AUFGABE A
Sammle alle Zeilen der Datensätze, in denen das Wort „black“ vorkommt, und gib sie unverändert wieder.

TEXTAUSZUG
==========
Im März wurde ein Storchenmast aufgestellt. Allerdings waren Initiatoren offensichtlich etwas zu spät dran. Der Storchenmast wurde zwar inspiziert und es wurde auch schon Probe gesessen aber richtig bezogen ist er noch nicht. Also heißt es warten aufs neue Jahr. Im Februar wurden auch zwölf viel zu groß gewordene Fichten gefällt. Sie hatten die Reste des alten Obstgartens überwachsen. Emily Weede: "Wir waren überrascht, wie viele Obstbäume noch zum Vorschein gekommen sind. So gibt es jetzt nicht nur Karoxbosteler Mühlenhonig, sondern auch Karoxbosteler Apfelsaft. Die Gemeinde Seevetal hat uns sehr großzügig die Anschaffung von Mostpressen und weiterem nötigen Zubehör gefördert."
Bei der Vergabe der Kultursommerpreise ist das Gemeinschaftsprojekt „Mühlenrunde“ zusammen mit den Wassermühlen Moisburg und Holm vom Landkreis Harburg und der Sparkasse Harburg-Buxtehude ausgezeichnet worden. Mit dem Oldtimer-Bus zu allen drei Wassermühlen zu fahren, hat große Resonanz gefunden, auch die musikalische Begleitung im Bus war toll.
Ende März wurde den Karoxbostelern eine große Ehre zuteil: Die Vorsitzende Emily Weede wurde mit dem Niedersächsischen Verdienstkreuz ausgezeichnet. Gefeiert wurde das natürlich zusammen auf der Mühlentenne. Im März startete auch das Bauprojekt „ Wiederherstellung des Wasserantriebs der Sägerei“. Hierbei ging es um den Bau der 33 Meter langen Antriebswelle vom Mühlrad zum Sägekeller und die Wiederherstellung der Treppe am Mühlengebäude.
==========
DATENSÄTZE
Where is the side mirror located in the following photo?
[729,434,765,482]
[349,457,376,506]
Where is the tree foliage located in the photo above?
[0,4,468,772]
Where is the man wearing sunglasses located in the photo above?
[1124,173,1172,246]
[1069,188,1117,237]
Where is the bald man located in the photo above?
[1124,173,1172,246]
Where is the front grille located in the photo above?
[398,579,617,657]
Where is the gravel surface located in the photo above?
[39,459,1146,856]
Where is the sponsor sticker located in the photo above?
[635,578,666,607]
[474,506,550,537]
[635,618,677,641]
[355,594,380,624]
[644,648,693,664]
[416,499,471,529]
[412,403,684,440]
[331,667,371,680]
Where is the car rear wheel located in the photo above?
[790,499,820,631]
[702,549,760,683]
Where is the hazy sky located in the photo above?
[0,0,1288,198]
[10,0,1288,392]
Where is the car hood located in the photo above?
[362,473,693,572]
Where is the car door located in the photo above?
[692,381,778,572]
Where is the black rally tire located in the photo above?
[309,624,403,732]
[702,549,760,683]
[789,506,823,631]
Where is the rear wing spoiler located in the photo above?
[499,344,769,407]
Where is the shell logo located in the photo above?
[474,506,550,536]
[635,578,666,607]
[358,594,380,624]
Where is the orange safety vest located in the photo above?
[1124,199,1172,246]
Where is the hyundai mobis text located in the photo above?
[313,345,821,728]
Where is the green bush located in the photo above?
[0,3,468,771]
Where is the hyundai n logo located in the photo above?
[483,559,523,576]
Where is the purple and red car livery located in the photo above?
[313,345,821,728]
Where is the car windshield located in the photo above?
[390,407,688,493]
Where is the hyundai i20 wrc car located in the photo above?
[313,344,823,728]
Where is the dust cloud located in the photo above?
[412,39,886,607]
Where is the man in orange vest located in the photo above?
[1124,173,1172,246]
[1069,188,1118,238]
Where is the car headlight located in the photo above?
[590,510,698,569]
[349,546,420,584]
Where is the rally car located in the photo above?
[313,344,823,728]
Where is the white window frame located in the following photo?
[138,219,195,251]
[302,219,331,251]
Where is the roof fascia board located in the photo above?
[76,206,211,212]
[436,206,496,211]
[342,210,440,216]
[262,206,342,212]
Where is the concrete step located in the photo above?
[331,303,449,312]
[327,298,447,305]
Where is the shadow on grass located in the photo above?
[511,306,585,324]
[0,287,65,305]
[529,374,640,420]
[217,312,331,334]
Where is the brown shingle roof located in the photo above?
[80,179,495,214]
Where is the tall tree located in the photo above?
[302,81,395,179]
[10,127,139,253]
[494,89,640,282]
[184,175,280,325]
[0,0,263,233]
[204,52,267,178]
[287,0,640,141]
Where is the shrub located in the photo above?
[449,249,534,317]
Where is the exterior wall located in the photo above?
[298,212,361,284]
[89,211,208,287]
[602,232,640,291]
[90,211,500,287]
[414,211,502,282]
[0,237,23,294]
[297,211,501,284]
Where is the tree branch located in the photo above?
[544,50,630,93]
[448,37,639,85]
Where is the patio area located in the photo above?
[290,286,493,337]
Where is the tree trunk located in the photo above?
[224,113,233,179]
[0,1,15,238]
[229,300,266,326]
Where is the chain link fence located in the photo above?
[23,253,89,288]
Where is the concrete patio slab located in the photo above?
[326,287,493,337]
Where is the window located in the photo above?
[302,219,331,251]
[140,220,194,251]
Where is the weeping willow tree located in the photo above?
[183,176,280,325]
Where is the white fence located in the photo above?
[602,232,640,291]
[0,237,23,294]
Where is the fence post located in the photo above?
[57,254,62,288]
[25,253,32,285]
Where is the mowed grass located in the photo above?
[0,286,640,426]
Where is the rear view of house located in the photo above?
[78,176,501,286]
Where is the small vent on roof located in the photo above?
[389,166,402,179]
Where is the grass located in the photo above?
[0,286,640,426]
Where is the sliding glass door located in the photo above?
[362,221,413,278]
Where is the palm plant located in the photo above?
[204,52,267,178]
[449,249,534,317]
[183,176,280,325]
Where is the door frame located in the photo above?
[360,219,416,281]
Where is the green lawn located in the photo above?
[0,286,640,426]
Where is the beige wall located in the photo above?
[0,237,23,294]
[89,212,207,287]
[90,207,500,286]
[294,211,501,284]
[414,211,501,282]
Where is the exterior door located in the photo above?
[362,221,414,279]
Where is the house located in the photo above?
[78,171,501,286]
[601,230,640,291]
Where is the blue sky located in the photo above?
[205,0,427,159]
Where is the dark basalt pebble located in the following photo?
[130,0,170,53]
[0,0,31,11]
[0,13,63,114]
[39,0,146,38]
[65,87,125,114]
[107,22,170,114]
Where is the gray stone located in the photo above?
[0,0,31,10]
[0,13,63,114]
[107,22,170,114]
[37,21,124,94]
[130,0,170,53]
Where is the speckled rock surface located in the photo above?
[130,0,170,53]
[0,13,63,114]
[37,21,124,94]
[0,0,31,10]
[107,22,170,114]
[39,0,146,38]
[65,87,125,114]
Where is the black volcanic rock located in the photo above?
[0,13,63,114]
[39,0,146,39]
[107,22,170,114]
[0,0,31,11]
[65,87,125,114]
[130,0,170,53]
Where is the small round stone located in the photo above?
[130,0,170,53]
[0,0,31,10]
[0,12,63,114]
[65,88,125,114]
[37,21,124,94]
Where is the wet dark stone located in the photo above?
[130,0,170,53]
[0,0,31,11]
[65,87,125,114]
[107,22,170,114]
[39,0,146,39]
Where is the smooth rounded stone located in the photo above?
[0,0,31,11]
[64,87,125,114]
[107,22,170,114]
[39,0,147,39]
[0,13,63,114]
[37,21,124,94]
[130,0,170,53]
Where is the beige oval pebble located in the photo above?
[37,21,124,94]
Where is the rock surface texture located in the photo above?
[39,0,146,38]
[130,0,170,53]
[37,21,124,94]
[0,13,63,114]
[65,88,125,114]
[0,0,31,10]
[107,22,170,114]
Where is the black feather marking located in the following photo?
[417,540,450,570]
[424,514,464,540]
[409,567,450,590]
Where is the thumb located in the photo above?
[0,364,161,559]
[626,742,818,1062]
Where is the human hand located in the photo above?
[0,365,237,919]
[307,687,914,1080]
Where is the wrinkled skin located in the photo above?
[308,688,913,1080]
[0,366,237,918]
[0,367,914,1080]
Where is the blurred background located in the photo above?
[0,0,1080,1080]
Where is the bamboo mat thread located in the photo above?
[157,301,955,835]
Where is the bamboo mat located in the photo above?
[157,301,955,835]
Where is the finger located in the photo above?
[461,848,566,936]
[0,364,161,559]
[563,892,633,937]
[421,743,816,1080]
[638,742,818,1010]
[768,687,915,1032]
==========
AUFGABE B
Beantworte anhand des Textauszugs diese Fragen:
(i) In welchem Monat wurde der Storchenmast aufgestellt?
(ii) Mit welchem Fahrzeug ging es bei der „Mühlenrunde“ zu allen drei Wassermühlen?
(iii) Wie lang ist die Antriebswelle vom Mühlrad zum Sägekeller?

RICHTIGE ANTWORT A
Where is the black rally tire located in the photo above?
Where is the black volcanic rock located in the photo above?
Where is the black feather marking located in the following photo?

RICHTIGE ANTWORT B
(i) Im März.
(ii) Mit dem Oldtimer-Bus.
(iii) 33 Meter.